Start Material
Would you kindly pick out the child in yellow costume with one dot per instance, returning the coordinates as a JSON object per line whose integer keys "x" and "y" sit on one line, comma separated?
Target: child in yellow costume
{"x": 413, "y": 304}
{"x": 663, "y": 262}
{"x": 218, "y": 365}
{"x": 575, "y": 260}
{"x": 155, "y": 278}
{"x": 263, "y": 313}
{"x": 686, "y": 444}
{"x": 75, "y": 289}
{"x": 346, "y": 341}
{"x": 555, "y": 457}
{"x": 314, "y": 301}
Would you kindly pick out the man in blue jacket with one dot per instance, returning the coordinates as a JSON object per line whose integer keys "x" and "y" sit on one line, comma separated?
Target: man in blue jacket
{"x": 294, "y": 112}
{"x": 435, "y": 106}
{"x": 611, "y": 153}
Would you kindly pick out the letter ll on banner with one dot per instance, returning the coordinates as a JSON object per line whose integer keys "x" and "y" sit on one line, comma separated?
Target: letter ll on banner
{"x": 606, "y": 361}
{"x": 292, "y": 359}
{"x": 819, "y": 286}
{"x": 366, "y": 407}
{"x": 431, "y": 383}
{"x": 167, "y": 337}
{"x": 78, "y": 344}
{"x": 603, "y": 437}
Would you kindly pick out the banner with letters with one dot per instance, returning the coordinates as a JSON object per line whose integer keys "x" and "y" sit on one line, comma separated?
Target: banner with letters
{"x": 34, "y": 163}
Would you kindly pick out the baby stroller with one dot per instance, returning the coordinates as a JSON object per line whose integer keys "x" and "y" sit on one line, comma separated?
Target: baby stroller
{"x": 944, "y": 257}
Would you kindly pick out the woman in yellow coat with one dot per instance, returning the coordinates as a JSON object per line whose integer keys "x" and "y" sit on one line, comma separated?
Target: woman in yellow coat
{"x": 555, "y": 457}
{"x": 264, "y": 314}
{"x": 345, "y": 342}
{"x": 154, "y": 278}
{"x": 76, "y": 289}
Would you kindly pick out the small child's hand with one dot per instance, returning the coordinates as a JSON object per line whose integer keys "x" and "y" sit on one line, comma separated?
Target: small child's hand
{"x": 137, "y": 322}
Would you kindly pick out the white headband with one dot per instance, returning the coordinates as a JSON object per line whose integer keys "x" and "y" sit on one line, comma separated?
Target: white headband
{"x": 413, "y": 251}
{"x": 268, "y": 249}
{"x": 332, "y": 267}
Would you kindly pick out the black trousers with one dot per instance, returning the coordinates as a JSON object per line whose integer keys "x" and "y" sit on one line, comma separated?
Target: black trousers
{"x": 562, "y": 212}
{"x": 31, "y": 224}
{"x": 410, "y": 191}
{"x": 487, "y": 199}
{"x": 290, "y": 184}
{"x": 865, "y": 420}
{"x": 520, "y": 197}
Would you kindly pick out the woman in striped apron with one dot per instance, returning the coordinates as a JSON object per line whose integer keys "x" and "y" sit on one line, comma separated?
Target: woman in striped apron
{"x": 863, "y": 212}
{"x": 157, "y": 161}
End Material
Reproduce the data above verbatim, starting at the line containing "Would you kindly pick out the white" and continuing through the final line.

Would you kindly pick out the white headband with one dot per instance, returning the coordinates as a JSON object per line whose integer keys "x" and "y" sit on one line, comma separated?
Target: white headband
{"x": 413, "y": 251}
{"x": 268, "y": 249}
{"x": 332, "y": 267}
Would you kindly pick out the black trousers with one dot per instance, returning the coordinates as a JSON object per line whose integer keys "x" and "y" sit on one line, comma separated?
Target: black trousers
{"x": 562, "y": 212}
{"x": 31, "y": 224}
{"x": 410, "y": 191}
{"x": 487, "y": 199}
{"x": 290, "y": 184}
{"x": 865, "y": 420}
{"x": 520, "y": 197}
Would you kindly pick out the woman in striped apron with one dot per instance, returning the coordinates as a JSON object per line whose integer keys "x" and "y" sit on one line, comma separated?
Target: woman in striped apron
{"x": 863, "y": 212}
{"x": 157, "y": 161}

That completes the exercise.